## TASK GOAL
Locate the line containing "the wooden handrail?" in the material below; repeat it and every line after it, exactly as written.

---------- DATA SUPPLIED ----------

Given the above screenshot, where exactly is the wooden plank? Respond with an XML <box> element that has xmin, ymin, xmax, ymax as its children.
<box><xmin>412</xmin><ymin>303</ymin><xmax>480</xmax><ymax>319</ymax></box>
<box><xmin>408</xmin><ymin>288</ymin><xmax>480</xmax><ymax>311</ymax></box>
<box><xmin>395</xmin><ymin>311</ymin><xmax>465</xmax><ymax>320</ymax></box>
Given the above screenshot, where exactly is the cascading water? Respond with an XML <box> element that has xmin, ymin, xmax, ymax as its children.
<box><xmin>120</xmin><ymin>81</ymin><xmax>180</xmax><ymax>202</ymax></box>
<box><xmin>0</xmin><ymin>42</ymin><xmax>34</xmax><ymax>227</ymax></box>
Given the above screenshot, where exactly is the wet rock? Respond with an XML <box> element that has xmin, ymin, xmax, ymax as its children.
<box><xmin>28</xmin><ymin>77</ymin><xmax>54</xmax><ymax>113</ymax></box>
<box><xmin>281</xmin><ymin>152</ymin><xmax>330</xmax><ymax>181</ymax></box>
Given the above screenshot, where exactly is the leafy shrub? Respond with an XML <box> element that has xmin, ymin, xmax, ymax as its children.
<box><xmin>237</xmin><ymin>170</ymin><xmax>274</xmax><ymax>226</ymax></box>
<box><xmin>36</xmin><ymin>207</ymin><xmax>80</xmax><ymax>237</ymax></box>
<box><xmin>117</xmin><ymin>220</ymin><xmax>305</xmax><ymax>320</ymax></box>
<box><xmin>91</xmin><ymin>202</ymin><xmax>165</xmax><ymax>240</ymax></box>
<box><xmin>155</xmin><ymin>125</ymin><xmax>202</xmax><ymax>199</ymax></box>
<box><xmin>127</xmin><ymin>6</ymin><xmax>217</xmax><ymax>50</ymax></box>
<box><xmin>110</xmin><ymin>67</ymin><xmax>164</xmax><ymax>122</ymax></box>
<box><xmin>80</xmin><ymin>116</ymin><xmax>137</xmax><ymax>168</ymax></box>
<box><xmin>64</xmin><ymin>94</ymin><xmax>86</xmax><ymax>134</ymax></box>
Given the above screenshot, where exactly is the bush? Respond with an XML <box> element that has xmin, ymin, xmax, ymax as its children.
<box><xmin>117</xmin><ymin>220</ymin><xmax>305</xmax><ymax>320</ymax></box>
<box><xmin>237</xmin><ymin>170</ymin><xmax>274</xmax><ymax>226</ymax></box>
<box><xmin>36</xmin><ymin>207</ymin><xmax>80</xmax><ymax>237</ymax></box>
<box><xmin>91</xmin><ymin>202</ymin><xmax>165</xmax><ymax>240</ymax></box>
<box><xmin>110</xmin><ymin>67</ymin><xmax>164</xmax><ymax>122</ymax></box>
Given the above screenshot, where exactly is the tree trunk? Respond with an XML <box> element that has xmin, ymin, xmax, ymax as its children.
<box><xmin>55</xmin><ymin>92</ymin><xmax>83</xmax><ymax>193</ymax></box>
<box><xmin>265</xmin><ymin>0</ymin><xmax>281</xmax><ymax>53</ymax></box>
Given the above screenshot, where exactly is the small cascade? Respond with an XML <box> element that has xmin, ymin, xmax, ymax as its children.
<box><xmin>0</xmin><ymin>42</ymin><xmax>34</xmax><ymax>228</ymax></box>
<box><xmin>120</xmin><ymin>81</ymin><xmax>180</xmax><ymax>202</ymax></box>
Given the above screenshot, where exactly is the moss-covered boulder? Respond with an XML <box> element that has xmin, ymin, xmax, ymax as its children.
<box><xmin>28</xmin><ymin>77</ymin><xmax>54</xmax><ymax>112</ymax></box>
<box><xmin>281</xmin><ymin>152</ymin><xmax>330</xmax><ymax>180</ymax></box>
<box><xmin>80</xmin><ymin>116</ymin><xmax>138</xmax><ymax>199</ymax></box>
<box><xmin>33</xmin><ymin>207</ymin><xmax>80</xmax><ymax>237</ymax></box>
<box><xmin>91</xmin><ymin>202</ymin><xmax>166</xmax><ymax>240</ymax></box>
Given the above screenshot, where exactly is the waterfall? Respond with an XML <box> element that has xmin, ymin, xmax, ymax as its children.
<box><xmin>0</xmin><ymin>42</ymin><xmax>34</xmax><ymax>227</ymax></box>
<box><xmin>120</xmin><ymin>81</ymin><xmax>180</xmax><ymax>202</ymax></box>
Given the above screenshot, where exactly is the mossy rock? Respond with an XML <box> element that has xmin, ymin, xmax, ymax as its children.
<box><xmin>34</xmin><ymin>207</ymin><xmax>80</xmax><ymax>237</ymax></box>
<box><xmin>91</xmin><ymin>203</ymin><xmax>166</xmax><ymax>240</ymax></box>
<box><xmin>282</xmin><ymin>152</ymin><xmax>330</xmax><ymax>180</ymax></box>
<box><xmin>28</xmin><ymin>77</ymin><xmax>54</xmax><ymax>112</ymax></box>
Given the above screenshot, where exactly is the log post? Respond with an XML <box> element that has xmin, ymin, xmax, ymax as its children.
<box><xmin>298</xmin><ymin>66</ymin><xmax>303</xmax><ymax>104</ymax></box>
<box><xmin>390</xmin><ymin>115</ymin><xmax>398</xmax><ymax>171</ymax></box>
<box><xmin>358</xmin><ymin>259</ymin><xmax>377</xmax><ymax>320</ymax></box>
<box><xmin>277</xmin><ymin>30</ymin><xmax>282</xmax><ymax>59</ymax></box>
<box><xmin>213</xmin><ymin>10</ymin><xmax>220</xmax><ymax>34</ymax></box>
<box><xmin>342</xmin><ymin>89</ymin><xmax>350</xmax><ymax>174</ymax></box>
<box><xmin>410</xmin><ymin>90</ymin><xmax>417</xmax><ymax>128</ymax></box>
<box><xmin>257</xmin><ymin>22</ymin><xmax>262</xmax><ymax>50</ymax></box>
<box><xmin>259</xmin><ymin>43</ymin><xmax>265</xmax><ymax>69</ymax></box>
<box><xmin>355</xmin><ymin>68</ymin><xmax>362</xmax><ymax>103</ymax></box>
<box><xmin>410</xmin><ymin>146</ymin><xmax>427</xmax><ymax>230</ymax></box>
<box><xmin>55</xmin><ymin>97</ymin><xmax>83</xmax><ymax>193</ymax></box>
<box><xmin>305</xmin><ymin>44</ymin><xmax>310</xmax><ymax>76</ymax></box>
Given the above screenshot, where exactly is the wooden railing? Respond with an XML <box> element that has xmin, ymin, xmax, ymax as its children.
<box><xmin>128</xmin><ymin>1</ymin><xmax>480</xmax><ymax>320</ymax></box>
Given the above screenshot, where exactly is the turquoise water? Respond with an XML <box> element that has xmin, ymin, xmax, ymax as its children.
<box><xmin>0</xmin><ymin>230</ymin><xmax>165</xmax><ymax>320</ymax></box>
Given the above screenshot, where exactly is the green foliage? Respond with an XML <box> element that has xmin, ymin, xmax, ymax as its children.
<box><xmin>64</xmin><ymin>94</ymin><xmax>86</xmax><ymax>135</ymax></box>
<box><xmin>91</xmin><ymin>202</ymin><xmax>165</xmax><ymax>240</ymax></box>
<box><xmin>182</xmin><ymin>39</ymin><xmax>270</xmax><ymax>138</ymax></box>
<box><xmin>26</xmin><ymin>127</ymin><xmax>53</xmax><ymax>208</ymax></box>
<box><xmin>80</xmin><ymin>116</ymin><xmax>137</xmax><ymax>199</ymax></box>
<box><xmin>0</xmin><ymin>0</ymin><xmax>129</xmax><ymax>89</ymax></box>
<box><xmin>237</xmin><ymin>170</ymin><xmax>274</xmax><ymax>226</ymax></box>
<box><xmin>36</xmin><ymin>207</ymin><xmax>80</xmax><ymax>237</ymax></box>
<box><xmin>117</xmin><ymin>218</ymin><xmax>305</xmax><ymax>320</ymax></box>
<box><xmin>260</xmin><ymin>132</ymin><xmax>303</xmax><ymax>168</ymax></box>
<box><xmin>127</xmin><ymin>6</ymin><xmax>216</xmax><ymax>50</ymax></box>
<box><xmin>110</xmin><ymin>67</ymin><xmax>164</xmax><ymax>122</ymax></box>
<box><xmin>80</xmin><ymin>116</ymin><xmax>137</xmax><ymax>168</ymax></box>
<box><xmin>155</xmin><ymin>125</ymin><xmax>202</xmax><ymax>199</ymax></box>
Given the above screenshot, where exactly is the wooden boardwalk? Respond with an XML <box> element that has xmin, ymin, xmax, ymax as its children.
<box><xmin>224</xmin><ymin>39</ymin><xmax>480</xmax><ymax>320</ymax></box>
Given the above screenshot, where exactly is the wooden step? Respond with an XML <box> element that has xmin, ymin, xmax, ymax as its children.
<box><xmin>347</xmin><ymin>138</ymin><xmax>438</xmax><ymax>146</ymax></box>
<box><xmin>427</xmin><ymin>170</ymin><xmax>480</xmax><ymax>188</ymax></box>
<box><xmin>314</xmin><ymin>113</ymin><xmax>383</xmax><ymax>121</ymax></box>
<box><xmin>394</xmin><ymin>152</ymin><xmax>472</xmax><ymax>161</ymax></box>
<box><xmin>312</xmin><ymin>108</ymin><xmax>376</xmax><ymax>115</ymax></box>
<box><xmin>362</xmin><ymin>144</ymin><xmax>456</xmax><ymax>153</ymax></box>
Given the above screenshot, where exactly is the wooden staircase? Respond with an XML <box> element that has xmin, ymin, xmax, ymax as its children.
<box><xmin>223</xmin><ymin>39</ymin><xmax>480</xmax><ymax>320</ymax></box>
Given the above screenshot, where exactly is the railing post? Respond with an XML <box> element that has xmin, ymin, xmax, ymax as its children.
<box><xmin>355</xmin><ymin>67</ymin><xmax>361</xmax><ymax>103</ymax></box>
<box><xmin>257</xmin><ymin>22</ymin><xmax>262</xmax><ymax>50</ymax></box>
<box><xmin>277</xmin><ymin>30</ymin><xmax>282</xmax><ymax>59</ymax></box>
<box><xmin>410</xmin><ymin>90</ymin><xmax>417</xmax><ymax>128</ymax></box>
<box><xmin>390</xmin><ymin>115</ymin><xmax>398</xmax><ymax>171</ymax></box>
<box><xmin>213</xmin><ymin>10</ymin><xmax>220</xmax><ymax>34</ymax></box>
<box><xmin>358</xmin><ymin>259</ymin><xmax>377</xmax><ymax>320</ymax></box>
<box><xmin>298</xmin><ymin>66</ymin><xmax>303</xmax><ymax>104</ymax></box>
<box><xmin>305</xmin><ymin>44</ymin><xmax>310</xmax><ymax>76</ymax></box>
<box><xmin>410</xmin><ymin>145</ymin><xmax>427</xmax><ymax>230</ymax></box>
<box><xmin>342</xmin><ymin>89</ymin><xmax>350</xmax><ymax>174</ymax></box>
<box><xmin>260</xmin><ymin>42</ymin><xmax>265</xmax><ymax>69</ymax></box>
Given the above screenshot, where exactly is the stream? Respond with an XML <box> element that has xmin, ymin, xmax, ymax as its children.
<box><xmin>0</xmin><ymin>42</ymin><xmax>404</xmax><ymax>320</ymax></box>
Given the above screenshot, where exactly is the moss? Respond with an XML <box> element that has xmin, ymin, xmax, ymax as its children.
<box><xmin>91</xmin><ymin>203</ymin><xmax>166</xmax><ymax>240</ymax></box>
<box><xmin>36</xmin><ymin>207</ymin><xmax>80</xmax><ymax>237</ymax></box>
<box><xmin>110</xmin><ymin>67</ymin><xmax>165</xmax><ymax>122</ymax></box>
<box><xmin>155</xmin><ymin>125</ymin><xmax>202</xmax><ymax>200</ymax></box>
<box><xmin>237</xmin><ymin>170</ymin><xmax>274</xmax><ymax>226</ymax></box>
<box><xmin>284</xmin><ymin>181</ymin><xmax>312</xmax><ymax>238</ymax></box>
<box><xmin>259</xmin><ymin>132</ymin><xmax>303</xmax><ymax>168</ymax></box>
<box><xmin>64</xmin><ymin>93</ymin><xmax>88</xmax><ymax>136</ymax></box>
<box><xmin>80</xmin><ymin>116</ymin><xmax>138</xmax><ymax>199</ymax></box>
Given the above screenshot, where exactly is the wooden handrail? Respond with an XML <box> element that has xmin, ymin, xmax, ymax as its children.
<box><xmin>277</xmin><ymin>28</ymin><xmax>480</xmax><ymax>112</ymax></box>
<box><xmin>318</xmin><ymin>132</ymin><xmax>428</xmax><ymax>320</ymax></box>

----------

## REPLY TO THE EXERCISE
Given the above screenshot, where exactly is the wooden handrail? Respond with an XML <box> element that has xmin, ymin, xmax, ymax as its children.
<box><xmin>277</xmin><ymin>28</ymin><xmax>480</xmax><ymax>112</ymax></box>
<box><xmin>318</xmin><ymin>132</ymin><xmax>428</xmax><ymax>320</ymax></box>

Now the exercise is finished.